■ Fragmento del documento:
No va a ser fácil mantener la cabeza fría ni la racionalidad con quienes reclaman el cumplimiento de la ley cuando les conviene y, mientras, aprueban presupuestos electoralistas en los que destinan el 77 por ciento del aumento del gasto a políticas vinculadas al Estado del bienestar, derrochan 18 millones de euros en embajadas y 58 en crear una agencia tributaria propia. Entretanto, siguen adelgazando la sanidad pública al tiempo que engordan la deuda, la catalana, hasta el 370% del PIB. Deuda, por cierto, que en su mayoría está en manos del Tesoro Público, algo así como 60.000 millones, y cuyo impago, más allá del concepto -teórico, por supuesto- de la extorsión, no es hoy por hoy contemplable.

■ Actividades:
**A.** Cambia el fragmento sobre los presupuestos catalanes desde "No va a ser" hasta "por hoy contemplable.", poniendo "educación pública" en lugar de "sanidad pública".
**B.** Enumera todos los destinos de gasto que menciona el fragmento sobre los presupuestos catalanes.
**C.** Prosigue el fragmento sobre los presupuestos catalanes a partir de su última frase.
Las líneas que siguen no hacen falta para nada.

(Entradas de datos almacenadas)
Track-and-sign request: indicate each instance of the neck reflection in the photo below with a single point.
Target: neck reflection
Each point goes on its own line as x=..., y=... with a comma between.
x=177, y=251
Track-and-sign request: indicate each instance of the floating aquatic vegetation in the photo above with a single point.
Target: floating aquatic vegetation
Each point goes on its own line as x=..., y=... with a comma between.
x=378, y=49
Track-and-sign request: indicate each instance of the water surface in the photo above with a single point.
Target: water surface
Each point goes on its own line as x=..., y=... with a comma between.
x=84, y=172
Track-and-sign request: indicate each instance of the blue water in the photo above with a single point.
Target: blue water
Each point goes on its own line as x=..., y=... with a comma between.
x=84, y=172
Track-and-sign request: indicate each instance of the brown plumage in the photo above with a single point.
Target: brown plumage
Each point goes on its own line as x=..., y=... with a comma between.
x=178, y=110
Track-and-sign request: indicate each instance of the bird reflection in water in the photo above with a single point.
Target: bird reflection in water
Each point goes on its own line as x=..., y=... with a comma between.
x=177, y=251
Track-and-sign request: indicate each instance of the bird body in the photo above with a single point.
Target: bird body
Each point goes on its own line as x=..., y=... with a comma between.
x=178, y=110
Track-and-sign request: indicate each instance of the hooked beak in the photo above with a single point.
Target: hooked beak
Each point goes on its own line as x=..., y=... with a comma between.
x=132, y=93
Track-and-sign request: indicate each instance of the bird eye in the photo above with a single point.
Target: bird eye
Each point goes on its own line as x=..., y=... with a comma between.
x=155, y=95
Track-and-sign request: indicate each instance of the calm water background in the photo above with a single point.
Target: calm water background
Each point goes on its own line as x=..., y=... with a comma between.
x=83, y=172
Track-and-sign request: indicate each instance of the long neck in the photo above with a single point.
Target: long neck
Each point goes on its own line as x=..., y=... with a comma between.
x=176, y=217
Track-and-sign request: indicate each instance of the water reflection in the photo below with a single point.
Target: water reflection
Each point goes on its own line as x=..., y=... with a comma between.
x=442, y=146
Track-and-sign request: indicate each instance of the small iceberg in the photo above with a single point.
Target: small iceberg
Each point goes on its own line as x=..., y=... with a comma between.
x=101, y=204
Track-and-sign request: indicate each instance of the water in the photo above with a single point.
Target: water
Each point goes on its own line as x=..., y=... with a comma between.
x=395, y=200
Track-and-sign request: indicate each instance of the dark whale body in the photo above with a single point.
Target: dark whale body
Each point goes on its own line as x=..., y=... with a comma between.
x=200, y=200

■ Respuestas del ejercicio:
**A.**
No va a ser fácil mantener la cabeza fría ni la racionalidad con quienes reclaman el cumplimiento de la ley cuando les conviene y, mientras, aprueban presupuestos electoralistas en los que destinan el 77 por ciento del aumento del gasto a políticas vinculadas al Estado del bienestar, derrochan 18 millones de euros en embajadas y 58 en crear una agencia tributaria propia. Entretanto, siguen adelgazando la educación pública al tiempo que engordan la deuda, la catalana, hasta el 370% del PIB. Deuda, por cierto, que en su mayoría está en manos del Tesoro Público, algo así como 60.000 millones, y cuyo impago, más allá del concepto -teórico, por supuesto- de la extorsión, no es hoy por hoy contemplable.

**B.** Políticas vinculadas al Estado del bienestar; embajadas; crear una agencia tributaria propia.

**C.**
Ha llegado el momento de poner todas las cartas encima de la mesa. También las cartas marcadas por la sospecha de cualquier potencial chantaje. La necesidad de encontrar bases parlamentarias amplias que sustenten una reforma ambiciosa y perdurable de la Constitución, constituye la inesperada oportunidad que debe ser gestionada con inteligencia y sensatez por mujeres y hombres prudentes y generosos. En esta coyuntura no hay sitio para la mediocridad; ni para las ambiciones personales. Ni tampoco es el momento de desestabilizar a los partidos que han de jugar un papel central en esta etapa (estoy pensando en Pedro Sánchez); o de conspiracioncitas que en mitad de un indisimulado ataque de celos pretenden desplazar a valiosos hallazgos políticos, como Inés Arrimadas. Y mucho menos para perder el tiempo con las gesticulaciones de Pablo Iglesias, quien cada vez que se lo propone consigue el propósito de escandalizar a media España y, de paso, hacerse un hueco en la escaleta de los telediarios.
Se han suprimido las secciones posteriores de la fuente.